> **EXERCISE DIRECTIONS**: Tally up the lines below containing the string "twig", then write the number alone.

┌─ DATA FOR THIS TASK

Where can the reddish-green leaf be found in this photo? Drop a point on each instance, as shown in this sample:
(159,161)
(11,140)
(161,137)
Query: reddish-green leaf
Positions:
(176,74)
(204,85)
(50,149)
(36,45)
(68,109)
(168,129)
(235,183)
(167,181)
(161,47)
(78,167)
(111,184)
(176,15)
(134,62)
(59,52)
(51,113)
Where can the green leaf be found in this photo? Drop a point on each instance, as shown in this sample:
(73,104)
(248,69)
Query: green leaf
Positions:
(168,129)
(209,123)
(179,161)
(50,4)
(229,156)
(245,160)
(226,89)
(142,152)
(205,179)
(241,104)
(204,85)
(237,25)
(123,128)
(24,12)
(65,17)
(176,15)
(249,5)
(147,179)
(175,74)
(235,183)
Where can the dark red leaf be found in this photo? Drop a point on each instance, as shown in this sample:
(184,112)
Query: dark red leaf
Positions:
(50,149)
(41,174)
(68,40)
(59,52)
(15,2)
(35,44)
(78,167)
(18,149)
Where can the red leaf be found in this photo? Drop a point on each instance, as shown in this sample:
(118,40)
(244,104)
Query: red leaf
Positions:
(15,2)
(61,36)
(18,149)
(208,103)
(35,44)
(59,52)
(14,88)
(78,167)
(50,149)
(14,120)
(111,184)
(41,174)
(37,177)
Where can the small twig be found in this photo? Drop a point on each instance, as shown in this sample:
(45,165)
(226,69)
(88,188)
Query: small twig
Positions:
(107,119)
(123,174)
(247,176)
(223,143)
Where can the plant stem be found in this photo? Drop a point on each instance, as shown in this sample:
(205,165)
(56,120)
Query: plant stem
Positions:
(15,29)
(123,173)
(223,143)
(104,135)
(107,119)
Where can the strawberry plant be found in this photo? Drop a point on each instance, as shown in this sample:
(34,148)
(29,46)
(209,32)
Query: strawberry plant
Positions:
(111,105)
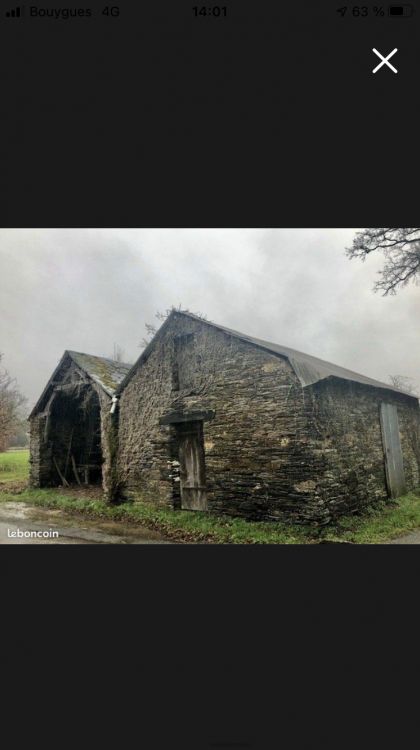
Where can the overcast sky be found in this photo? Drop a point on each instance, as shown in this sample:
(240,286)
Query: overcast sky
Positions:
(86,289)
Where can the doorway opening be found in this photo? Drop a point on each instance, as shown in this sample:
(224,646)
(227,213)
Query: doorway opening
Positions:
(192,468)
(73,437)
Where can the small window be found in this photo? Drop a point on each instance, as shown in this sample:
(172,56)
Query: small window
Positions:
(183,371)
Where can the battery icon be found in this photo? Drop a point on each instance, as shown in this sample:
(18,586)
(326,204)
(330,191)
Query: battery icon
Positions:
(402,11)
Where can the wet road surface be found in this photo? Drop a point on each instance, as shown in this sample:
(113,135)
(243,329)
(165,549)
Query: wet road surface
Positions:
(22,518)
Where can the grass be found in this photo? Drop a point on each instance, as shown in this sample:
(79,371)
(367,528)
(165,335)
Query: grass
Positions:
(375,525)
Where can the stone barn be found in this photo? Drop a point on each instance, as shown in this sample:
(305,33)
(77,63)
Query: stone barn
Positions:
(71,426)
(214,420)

└─
┌─ DATA FOR THIS TASK

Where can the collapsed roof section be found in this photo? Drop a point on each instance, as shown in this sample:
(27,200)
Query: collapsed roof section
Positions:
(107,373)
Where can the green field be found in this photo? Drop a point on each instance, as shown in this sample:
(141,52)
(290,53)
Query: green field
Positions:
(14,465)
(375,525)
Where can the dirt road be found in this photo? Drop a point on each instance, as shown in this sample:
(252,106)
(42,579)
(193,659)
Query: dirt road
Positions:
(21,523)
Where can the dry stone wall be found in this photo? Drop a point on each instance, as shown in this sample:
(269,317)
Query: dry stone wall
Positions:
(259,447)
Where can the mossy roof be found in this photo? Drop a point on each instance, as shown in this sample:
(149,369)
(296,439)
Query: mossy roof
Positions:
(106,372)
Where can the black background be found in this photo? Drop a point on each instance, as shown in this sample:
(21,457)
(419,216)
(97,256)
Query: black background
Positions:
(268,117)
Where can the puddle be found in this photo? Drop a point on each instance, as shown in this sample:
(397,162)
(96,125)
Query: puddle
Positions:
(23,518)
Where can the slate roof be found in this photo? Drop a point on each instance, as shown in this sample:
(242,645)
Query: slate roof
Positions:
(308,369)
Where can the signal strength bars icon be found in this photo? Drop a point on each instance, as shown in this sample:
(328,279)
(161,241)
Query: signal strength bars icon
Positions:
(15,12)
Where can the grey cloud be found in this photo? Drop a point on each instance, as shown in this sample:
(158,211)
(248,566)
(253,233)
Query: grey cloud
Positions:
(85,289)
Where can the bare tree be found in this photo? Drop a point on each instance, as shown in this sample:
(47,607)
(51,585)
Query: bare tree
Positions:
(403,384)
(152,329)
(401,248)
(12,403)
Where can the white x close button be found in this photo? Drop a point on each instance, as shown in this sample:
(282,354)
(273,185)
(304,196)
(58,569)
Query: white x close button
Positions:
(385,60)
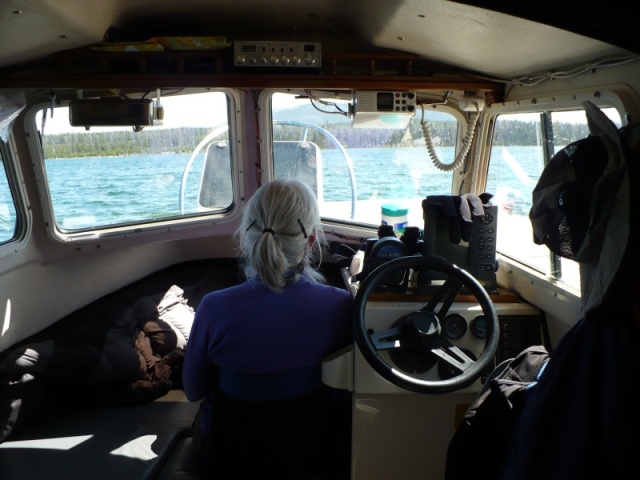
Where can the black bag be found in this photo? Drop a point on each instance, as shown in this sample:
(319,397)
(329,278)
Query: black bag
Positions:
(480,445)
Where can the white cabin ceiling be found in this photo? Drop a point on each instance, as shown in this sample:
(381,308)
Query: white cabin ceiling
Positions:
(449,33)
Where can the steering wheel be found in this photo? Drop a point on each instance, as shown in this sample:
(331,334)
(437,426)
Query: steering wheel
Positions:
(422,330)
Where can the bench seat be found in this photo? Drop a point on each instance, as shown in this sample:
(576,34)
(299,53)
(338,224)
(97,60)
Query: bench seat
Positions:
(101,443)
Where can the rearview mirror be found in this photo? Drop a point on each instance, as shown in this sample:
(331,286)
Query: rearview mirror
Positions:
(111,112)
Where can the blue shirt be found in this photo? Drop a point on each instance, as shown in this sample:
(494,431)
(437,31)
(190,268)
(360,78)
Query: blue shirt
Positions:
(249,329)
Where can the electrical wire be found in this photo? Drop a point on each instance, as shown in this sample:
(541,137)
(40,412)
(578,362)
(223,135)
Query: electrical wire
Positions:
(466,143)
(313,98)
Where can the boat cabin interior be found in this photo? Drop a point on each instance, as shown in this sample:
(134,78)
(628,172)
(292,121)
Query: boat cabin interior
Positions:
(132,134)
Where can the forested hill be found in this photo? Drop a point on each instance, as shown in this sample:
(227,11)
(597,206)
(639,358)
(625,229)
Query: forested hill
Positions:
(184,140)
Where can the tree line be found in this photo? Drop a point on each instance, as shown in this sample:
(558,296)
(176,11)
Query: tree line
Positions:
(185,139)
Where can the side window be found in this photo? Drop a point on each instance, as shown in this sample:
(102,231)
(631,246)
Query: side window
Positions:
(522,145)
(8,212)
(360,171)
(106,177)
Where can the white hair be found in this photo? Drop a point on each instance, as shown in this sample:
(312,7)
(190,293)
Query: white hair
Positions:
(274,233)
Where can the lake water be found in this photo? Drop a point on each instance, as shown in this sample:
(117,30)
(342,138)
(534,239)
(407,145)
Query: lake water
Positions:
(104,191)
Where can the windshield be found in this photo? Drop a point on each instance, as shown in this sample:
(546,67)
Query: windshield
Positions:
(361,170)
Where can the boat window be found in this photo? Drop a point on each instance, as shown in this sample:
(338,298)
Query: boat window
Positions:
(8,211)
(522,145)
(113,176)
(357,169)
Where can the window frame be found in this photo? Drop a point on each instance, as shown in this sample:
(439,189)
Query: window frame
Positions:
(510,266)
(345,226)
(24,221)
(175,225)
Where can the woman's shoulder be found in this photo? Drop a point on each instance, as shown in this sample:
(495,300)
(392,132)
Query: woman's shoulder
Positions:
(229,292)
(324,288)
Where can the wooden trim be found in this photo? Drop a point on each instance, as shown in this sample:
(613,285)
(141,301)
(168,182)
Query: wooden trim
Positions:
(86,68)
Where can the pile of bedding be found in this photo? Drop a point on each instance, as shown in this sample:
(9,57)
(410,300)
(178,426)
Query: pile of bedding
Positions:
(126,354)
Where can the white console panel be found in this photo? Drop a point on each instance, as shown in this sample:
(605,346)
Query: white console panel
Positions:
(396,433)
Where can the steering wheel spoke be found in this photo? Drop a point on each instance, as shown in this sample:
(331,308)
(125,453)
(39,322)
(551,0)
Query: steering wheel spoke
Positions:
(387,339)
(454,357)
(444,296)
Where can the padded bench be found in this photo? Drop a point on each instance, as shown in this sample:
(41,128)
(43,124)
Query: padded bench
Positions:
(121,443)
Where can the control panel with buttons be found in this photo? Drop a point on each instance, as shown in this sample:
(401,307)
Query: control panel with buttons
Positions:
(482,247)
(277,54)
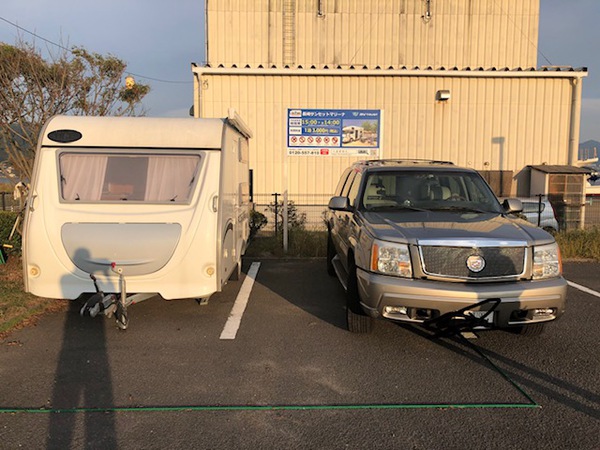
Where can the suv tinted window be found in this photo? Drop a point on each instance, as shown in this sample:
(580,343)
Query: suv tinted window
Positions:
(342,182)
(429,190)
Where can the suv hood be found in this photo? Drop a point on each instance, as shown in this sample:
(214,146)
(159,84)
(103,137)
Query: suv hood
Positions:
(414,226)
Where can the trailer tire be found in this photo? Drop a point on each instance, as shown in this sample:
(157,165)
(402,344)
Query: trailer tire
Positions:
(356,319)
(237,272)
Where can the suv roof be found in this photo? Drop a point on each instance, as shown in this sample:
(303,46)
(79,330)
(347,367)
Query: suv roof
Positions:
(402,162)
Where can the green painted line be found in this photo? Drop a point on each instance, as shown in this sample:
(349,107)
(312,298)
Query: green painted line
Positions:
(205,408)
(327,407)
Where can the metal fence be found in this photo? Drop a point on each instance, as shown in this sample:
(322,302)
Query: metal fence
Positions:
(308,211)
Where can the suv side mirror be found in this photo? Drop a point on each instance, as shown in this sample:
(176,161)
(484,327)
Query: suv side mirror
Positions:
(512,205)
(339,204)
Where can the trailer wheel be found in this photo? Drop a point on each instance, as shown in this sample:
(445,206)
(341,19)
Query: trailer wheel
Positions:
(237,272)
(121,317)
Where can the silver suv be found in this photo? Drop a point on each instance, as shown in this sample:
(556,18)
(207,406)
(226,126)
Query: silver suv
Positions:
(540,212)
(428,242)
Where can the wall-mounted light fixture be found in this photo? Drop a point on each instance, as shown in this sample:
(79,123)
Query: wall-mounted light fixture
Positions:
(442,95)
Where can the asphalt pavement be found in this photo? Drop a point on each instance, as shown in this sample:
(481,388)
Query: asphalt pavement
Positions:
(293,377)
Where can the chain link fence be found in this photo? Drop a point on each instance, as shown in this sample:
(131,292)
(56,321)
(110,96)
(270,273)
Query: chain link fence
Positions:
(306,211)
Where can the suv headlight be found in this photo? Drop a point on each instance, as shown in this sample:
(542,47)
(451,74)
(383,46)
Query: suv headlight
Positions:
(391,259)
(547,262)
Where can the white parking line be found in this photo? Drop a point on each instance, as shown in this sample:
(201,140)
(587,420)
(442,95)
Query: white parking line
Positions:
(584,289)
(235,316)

└─

> **ANSWER SPACE**: 2